= TEXTE ÉTUDIÉ =
J’avais eu la dent dure contre Eugénie Grandet, que j’avais trouvé bien académique. Au contraire, j’ai été enthousiasmé par Illusions perdues pour des motifs dont je ne parviens pas avec certitude à déterminer s’ils tiennent de l’oeuvre de Balzac ou de son adaptation par Xavier Giannoli.
Car, à la différence d’Eugénie Grandet, Illusions perdues est sacrément moderne. Il présente le monde de la presse, que Balzac connaissait bien pour y avoir longtemps travaillé, avec une acuité qui n’a rien perdu de son actualité. L’action se déroule sous la Restauration. Balzac écrit vingt ans plus tard. La presse est libre. Mais cette liberté est détournée. Des journalistes sans états d’âme vendent leur plume aux plus offrants pour colporter des fausses nouvelles – on ne parlait pas encore de fake news, mais de « canards » – faire l’éloge des spectacles ou des livres pour lesquels ils avaient reçu des pots-de-vin ou, au contraire, quelle qu’en soit la valeur réelle, les exécuter d’une critique assassine.

= CONSIGNE =
Donnez la suite de la critique d'Illusions perdues en reprenant après sa dernière phrase.

= DONNÉES FOURNIES =
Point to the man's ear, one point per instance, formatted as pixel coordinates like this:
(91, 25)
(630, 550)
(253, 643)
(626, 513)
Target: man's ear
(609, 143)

= RÉPONSE CI-DESSOUS =
Vincent Lacoste, dont la moue molle a normalement le don de m’horripiler (ne manquerait plus qu’il tourne avec Isabelle Huppert), excelle dans le rôle de ce chef de rédaction au cynisme revendiqué. Dans une scène mémorable, Il apprend au jeune Lucien – qui n’est pourtant son cadet que de quelques années et qui pourrait lui ressembler bien vite s’il décidait de suivre la même voie – comment exécuter une oeuvre, même si elle est bonne : « Le récit est parfaitement maîtrisé ? Il est prévisible ! L’intrigue est finement observée ? L’œuvre manque de mystère ! ». La scène a pour moi, qui me pique de rédiger chaque matin une critique, un écho féroce, en me montrant avec quelle facilité on peut écrire tout ou son contraire, faire d’une qualité un défaut et transformer en exercice de style gratuit ce qui devrait toujours être l’expression sincère d’un sentiment authentique.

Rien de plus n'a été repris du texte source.